Written request:
Please copy out every one of the records below word for word, leaving each line unchanged.

Provided entries:
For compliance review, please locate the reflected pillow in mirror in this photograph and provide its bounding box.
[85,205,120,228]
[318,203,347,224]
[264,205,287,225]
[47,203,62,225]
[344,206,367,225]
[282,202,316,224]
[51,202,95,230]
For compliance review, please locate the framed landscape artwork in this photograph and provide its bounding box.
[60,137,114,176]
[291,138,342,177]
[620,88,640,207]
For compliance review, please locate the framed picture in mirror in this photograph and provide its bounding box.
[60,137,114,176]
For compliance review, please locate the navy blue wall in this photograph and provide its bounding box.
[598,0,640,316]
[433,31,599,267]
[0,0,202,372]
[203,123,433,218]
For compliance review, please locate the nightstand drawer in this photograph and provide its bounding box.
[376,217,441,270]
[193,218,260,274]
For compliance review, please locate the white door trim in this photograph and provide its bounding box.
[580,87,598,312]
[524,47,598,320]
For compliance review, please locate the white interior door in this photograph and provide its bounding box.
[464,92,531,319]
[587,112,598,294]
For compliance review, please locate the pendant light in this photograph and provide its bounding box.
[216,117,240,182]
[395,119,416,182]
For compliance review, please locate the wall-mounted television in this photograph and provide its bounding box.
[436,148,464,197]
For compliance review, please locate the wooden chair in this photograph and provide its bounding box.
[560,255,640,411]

Solved exercise:
For compliance review, please locate the reflected pillow in mirror in this photograph and provide its bounding box.
[85,205,120,228]
[318,203,347,224]
[264,205,287,225]
[47,203,62,225]
[344,206,367,225]
[282,202,316,224]
[51,202,95,230]
For compliance review, please locate the framed landscape artwork in this photograph and provide its bounding box.
[60,137,114,176]
[291,138,342,177]
[620,88,640,207]
For compliance review, please locate the framed picture in mirror in this photograph and provide its bounding box.
[60,137,114,176]
For compliance review, please locate the navy blue wall in this photograph and provide its bounding box.
[598,0,640,316]
[433,31,599,267]
[0,0,202,372]
[203,123,433,218]
For compliance review, please locate the nightstand drawer in this photograph and provide its bounding box.
[376,217,441,270]
[193,218,260,274]
For compliance review, please locate the white door trim in this photograph and provide its bounding box.
[580,87,598,312]
[524,47,598,320]
For compliance review, please locate the white interior door in this photograph and provide its bounding box.
[464,92,531,319]
[587,112,598,294]
For compliance review, please locate the pendant light in this photograph and provide its bounding box.
[216,117,240,182]
[395,119,416,182]
For compliance review, please locate the wall-mounted television in this photograph and provide its bounding box.
[436,148,464,197]
For compliance review, please locate the wooden chair in this photograph and provide its bounding box.
[560,255,640,411]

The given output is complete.